Information provided Start Marker

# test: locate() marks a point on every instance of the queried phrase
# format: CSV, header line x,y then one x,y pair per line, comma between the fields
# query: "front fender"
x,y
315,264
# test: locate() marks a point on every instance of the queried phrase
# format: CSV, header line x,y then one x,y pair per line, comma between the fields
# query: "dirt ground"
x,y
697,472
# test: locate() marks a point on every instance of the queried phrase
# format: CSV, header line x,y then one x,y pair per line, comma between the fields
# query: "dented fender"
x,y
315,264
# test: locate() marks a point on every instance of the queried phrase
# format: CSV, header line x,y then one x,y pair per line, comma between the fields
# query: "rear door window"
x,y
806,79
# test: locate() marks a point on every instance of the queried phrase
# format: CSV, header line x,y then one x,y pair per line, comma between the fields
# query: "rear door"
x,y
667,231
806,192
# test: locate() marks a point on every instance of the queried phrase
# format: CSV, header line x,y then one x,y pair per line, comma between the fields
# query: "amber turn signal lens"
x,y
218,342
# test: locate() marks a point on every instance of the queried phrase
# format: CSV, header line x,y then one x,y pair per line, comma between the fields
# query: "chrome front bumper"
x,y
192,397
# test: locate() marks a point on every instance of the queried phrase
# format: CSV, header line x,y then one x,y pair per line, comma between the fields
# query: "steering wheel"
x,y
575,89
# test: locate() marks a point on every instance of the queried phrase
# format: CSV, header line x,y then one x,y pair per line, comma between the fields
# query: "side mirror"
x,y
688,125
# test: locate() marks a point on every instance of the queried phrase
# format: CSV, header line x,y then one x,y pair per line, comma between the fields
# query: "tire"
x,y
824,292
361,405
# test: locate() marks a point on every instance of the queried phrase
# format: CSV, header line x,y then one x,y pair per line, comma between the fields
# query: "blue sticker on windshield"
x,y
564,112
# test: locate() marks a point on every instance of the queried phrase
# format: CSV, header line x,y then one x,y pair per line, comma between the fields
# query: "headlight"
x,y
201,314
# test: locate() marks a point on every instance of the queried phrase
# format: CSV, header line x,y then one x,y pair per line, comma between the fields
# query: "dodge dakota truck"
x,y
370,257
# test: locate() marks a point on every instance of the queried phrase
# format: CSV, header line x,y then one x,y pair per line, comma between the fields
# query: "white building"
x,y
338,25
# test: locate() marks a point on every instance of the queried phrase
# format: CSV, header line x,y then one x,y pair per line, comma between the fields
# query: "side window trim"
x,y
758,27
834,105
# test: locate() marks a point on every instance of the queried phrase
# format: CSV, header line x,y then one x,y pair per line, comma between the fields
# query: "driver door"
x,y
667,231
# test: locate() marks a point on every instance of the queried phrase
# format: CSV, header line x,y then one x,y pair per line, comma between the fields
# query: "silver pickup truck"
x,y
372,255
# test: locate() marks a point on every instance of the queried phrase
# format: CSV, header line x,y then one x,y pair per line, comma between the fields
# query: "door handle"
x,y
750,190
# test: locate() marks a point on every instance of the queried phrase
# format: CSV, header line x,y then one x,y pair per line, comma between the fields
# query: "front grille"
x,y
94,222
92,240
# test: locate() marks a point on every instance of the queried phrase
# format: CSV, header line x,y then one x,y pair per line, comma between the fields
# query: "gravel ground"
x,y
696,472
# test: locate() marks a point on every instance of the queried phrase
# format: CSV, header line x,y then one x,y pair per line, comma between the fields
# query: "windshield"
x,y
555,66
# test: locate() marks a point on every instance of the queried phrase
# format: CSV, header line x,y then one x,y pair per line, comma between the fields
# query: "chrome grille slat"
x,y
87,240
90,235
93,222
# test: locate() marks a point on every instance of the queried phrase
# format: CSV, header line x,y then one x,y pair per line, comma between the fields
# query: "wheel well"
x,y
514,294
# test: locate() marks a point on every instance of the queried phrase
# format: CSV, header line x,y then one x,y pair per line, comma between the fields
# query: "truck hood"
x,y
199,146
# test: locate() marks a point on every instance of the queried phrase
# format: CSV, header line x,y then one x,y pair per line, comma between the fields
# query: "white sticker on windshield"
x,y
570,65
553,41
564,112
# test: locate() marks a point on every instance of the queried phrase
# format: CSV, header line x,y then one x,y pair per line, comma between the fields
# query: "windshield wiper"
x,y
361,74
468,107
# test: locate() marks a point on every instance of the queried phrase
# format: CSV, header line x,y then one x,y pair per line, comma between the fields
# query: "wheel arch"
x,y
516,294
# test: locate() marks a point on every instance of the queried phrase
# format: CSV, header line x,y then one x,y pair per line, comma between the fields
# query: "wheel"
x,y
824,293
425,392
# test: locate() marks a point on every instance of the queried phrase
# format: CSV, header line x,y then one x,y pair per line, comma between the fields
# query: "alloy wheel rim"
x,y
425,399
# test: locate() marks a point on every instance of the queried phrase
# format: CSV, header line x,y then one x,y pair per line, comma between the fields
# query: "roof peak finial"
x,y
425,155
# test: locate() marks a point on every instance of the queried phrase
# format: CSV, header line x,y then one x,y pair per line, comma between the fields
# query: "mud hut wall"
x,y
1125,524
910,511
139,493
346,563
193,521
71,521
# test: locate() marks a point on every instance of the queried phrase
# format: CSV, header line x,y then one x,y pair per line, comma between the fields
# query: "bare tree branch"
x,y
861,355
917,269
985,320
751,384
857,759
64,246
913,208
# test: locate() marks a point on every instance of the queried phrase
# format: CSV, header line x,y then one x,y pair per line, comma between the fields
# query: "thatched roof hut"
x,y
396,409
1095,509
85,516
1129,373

Information provided End Marker

▸ **What the task asks**
Output all of the records above unchanged.

▸ **Result for this exercise**
# test: locate() marks a point on every instance of the queried phrase
# format: CSV, header line x,y then one x,y pair per line, comma between the fields
# query: "front fender"
x,y
315,264
# test: locate() marks a point on every instance of the queried phrase
# format: CSV, header line x,y then one x,y pair per line, comma between the fields
# query: "dirt ground"
x,y
697,472
# test: locate() marks a point on every instance of the queried phrase
# format: CSV, header line x,y then one x,y pair per line, comma between the fields
# query: "dented fender"
x,y
315,264
# test: locate() marks a point on every instance of the queried phrase
# format: CSV, header line x,y then one x,y pair per line, comma between the fields
# query: "rear door window"
x,y
806,79
# test: locate() marks a point on every instance of the queried phrase
# format: CSV, header line x,y then one x,y pair per line, comma between the fields
# query: "rear door"
x,y
667,231
806,192
# test: locate() marks a point on every instance of the queried phrase
# format: CSV, header line x,y then one x,y pair per line, comma between the fields
# query: "amber turn signal lens"
x,y
218,342
# test: locate() marks a point on every instance of the queried phrase
# format: CSV, header line x,y then one x,y pair per line, comma between the fields
# query: "chrome front bumper"
x,y
192,397
# test: locate() marks a point on every instance of the queried phrase
# format: CSV, header line x,y then one x,y pair per line, comma between the fields
# query: "steering wheel"
x,y
575,89
# test: locate() marks a point on every instance of the queried phrase
# format: CSV, header line x,y then one x,y pair per line, comma between the fields
# query: "side mirror"
x,y
688,125
# test: locate() marks a point on every instance of the queried phrase
# format: CSV, header line x,y then one x,y pair per line, comma between the fields
# query: "tire"
x,y
824,292
361,405
# test: locate() marks a point on every instance of the queried phrase
# format: CSV, header line x,y then one x,y pair per line, comma between the fields
# query: "blue sticker on windshield"
x,y
564,112
# test: locate() marks a point on every instance of the queried phrase
# format: CSV, header line x,y then one x,y pair per line, comma between the fields
# query: "headlight"
x,y
201,314
# test: locate() marks a point on every instance of the queried phrase
# format: CSV, header line x,y then one x,y pair per line, comma between the fields
# query: "dodge dakota truck"
x,y
370,257
# test: locate() marks a point on every instance of the queried phrase
# format: CSV, header line x,y then one x,y pair per line, comma between the fields
# query: "white building"
x,y
338,25
# test: locate() marks a point on every instance of the queried phrase
# format: CSV, header line x,y then one x,y pair per line, comma between the fields
# query: "side window trim"
x,y
758,27
834,105
# test: locate() marks a point on every instance of the queried phrase
# format: CSV, header line x,y then one x,y pair per line, comma between the fields
# query: "driver door"
x,y
667,231
# test: locate() marks a point on every instance of the queried phrase
# format: CSV, header line x,y then one x,y pair per line, comma between the fields
# query: "silver pickup truck"
x,y
372,255
# test: locate() marks a point on every instance of the queried phrase
# format: CSV, header line x,y then one x,y pair per line, comma between the fields
# query: "door handle"
x,y
750,190
# test: locate() marks a point on every instance of the queried phrase
# format: CSV, header line x,y then one x,y pair per line, comma between the fields
# query: "front grille"
x,y
94,222
92,240
# test: locate() marks a point on every instance of the queried phrase
# format: CSV, header line x,y then one x,y pair per line, comma between the fields
# query: "gravel ground"
x,y
696,472
# test: locate() marks a point on every instance of the queried phrase
# format: CSV, header line x,y then one x,y pair per line, comma between the fields
# query: "windshield"
x,y
555,66
# test: locate() marks a point on every instance of the queried phrase
# format: CSV, header line x,y then one x,y pair per line, comma between the fields
# query: "chrome grille slat"
x,y
87,240
90,235
93,222
# test: locate() marks a point on every instance of the queried phrase
# format: CSV, header line x,y then one x,y pair per line, comma between the fields
# query: "wheel well"
x,y
514,294
# test: locate() marks a point on every instance of the queried phrase
# format: CSV, header line x,y then one x,y pair per line, comma between the fields
# query: "truck hood"
x,y
199,146
# test: locate() marks a point on every instance of the queried phrase
# format: CSV, header line x,y then one x,y pair per line, comma between the fields
# query: "white sticker on windshield"
x,y
570,65
553,41
564,112
# test: locate() marks a point on every instance of the queried phrase
# format: CSV, header line x,y then one x,y pair per line, comma between the fields
# query: "windshield wiper"
x,y
361,74
468,107
# test: locate() marks a point on every instance of the queried phrase
# format: CSV, header line x,y then one x,y pair per line, comma between the fields
# query: "wheel arch"
x,y
516,294
# test: locate() marks a point on every instance of the queried phrase
# format: CSV, header line x,y then one x,y pair per line, comma between the fields
# query: "wheel"
x,y
824,293
425,392
# test: locate() marks a point on every instance of the queried phrase
# format: CSV, header line x,y then one x,y pair per line, comma between the fields
# query: "alloy wheel rim"
x,y
425,399
# test: locate() marks a point on every instance of the queried phrase
# format: CSV, header line x,y then one x,y pair per line, comma between the fields
# query: "roof peak finial"
x,y
425,155
# test: locate() marks a point on every instance of the queried phrase
# format: CSV, header line x,y then one x,y pair per line, comma between the fields
# query: "mud hut wall"
x,y
1125,524
910,511
139,493
346,563
193,521
71,521
# test: locate() marks a point on every instance of the queried phrase
# format: CSV, header line x,y then one x,y pair per line, comma between the fields
# query: "bare tree branch"
x,y
861,355
917,269
985,320
751,384
857,759
64,246
913,208
# test: locate() marks a point on every instance of the queried phrase
# format: CSV, header line x,y then one x,y pair per line, comma between the fields
# query: "thatched roof hut"
x,y
396,409
1095,509
85,516
1129,373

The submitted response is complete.